§ **Exercise directions**: Please return every line below that contains the string "wooden".

── Input records

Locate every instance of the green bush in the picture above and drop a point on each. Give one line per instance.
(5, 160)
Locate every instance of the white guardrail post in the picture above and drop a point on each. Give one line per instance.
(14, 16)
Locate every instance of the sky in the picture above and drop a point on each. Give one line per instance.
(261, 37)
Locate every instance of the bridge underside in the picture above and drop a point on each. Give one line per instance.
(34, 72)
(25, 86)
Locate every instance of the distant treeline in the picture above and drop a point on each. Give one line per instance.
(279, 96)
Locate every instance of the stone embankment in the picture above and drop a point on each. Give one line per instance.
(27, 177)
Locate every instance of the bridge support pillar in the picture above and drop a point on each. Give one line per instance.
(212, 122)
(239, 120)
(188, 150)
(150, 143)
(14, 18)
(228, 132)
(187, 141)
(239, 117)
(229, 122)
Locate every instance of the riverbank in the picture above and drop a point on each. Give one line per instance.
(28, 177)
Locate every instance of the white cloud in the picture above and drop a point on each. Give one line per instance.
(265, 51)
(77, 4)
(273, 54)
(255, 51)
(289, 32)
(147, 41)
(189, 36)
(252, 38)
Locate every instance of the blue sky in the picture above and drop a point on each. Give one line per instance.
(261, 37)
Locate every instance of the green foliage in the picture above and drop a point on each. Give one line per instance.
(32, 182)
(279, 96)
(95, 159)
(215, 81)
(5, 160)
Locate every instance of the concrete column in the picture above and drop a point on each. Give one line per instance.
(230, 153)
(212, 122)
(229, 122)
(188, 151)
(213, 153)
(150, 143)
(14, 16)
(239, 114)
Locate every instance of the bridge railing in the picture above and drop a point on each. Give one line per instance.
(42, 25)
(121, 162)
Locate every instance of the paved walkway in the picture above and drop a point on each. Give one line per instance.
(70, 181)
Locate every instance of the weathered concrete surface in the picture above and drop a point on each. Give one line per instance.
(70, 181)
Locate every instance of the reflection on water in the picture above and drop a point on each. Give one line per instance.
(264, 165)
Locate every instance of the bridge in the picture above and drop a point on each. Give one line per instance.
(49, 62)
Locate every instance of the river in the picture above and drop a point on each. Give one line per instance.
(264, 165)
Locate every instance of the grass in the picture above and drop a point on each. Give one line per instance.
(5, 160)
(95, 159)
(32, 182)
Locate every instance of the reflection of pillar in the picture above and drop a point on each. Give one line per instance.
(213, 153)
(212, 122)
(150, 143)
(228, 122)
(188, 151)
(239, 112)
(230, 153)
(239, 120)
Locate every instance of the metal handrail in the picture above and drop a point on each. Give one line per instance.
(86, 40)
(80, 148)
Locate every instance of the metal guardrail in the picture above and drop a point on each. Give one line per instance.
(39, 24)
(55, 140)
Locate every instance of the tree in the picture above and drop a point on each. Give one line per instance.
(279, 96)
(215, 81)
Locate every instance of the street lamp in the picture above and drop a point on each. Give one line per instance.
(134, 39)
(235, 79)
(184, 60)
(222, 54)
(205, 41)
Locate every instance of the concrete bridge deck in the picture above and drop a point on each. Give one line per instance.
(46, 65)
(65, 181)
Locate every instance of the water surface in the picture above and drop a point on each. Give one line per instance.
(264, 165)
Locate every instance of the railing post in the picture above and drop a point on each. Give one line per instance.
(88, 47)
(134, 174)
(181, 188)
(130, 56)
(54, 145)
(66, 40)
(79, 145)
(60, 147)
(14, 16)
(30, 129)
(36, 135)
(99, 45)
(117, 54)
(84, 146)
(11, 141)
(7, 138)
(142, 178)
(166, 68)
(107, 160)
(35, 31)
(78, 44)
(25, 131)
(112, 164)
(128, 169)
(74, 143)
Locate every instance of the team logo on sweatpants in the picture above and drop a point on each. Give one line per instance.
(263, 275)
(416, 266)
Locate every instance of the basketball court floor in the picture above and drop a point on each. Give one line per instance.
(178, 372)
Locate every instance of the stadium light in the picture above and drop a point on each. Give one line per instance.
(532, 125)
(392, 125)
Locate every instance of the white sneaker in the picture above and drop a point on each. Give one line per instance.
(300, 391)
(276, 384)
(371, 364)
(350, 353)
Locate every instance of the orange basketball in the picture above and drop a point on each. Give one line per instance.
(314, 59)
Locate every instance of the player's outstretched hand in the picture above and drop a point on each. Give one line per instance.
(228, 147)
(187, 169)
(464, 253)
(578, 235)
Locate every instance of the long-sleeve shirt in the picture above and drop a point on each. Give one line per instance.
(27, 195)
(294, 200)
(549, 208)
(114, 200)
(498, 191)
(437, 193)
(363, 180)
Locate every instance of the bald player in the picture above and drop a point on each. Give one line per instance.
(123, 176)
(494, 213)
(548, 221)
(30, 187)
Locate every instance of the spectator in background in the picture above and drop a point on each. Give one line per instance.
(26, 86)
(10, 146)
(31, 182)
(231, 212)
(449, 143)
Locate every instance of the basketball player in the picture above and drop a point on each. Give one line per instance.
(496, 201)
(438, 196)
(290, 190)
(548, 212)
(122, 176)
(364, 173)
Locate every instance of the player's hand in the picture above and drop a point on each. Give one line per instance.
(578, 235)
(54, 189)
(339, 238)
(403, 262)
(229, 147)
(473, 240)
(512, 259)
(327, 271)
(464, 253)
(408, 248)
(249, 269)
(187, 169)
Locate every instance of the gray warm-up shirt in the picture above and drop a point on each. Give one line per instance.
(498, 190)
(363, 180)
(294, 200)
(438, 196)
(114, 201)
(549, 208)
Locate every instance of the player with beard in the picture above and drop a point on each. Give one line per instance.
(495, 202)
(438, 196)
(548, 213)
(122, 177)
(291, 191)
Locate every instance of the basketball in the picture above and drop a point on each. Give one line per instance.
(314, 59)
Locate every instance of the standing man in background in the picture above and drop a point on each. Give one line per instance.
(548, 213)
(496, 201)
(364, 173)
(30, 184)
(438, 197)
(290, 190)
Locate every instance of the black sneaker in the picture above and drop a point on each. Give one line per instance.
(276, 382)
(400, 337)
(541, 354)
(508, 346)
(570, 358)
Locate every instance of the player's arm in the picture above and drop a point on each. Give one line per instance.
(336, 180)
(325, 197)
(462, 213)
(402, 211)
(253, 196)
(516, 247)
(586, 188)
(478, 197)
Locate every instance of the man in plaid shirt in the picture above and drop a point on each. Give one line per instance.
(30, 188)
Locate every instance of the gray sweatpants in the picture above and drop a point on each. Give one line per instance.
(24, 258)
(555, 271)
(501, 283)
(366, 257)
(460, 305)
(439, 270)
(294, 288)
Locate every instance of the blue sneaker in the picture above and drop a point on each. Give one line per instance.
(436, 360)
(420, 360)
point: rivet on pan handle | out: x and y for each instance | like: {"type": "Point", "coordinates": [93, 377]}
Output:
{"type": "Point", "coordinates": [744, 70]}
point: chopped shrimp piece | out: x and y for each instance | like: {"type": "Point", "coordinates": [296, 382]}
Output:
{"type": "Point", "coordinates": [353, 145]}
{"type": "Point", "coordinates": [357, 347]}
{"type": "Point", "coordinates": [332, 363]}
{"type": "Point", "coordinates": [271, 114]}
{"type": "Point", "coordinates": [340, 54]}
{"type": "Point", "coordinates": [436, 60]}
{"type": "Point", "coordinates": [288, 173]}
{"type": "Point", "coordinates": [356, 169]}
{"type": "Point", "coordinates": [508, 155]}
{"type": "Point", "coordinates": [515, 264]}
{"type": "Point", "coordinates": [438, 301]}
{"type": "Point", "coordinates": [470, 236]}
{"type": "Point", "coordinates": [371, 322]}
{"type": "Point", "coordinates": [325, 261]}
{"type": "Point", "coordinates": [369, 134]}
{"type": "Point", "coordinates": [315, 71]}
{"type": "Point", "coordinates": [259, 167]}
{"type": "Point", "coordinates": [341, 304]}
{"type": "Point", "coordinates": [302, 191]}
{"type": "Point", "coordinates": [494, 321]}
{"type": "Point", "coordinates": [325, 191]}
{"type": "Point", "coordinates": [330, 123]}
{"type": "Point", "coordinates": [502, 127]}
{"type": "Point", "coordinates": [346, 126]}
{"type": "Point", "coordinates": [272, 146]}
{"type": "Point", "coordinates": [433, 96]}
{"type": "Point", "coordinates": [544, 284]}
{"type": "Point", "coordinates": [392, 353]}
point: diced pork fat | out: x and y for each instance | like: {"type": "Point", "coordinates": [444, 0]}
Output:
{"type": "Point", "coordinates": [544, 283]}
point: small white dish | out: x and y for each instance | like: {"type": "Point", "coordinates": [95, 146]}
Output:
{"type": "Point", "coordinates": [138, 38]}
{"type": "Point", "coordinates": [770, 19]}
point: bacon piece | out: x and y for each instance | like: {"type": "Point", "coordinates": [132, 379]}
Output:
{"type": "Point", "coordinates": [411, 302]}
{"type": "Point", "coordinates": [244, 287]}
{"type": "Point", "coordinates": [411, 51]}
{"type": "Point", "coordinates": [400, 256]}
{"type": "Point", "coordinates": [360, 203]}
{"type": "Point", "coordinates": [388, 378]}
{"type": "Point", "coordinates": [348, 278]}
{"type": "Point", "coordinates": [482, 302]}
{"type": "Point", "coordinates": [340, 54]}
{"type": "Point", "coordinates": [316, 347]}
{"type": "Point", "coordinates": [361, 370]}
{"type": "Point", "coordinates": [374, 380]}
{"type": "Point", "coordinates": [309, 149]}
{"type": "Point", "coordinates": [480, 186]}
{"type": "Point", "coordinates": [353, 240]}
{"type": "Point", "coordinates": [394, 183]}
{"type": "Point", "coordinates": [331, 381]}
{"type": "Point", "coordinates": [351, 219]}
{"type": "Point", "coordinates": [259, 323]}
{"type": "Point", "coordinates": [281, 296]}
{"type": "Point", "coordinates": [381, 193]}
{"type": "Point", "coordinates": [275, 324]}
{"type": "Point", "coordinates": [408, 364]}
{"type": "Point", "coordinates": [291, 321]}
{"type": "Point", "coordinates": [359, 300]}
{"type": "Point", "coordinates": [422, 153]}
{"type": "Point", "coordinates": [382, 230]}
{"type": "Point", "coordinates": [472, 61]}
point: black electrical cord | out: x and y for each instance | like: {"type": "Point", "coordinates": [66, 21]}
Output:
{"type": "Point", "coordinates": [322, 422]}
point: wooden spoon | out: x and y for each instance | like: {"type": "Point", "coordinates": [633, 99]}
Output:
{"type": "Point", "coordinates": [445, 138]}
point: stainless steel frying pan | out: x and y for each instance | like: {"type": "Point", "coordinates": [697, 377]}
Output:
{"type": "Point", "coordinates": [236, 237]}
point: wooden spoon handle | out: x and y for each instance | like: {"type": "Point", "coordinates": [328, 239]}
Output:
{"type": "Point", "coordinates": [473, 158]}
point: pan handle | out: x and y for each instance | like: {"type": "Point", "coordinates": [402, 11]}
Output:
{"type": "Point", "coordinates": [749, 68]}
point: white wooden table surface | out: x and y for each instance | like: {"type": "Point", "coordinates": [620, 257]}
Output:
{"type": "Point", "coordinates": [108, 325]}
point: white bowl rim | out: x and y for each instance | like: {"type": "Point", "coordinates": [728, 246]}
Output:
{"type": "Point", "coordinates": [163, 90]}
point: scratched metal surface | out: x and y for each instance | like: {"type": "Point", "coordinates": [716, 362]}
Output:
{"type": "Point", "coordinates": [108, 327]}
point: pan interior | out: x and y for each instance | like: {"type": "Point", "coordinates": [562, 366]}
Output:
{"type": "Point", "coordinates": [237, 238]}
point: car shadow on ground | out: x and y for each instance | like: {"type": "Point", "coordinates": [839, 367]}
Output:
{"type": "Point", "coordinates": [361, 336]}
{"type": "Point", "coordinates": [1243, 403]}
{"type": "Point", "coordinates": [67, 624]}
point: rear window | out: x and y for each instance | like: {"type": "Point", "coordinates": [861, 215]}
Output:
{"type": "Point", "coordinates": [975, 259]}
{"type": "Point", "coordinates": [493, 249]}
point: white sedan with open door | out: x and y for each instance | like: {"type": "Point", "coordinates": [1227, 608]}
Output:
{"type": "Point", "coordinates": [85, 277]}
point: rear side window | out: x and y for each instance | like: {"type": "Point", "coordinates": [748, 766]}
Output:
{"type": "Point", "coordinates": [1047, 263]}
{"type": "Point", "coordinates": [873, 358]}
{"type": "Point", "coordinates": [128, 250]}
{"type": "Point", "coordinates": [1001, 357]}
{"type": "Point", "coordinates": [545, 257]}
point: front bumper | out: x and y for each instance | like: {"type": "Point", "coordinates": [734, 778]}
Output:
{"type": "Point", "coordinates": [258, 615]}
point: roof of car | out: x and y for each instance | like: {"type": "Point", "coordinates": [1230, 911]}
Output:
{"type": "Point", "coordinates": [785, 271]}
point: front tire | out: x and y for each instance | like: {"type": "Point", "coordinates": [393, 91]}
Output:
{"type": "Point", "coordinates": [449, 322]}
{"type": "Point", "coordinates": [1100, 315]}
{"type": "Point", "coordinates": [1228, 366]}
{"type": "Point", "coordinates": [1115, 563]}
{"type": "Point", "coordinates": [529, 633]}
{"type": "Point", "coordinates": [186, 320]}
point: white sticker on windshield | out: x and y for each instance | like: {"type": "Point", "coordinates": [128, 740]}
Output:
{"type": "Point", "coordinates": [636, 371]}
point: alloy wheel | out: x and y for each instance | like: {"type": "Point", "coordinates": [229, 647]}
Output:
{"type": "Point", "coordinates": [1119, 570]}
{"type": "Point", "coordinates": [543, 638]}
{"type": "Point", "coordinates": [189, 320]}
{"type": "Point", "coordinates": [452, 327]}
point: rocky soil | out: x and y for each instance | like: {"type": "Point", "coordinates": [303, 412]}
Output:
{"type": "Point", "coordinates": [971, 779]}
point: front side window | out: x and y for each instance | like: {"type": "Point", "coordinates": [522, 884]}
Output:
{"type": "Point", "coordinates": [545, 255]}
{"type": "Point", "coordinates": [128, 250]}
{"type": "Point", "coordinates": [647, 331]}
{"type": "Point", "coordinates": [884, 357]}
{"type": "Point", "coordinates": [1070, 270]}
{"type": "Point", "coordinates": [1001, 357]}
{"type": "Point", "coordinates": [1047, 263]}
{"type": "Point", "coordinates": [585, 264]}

────

§ **Result of the exercise**:
point: wooden spoon | out: x and y for each instance | like: {"type": "Point", "coordinates": [633, 99]}
point: wooden spoon handle | out: x and y for each instance | like: {"type": "Point", "coordinates": [328, 239]}
point: white wooden table surface | out: x and y for each instance | like: {"type": "Point", "coordinates": [620, 257]}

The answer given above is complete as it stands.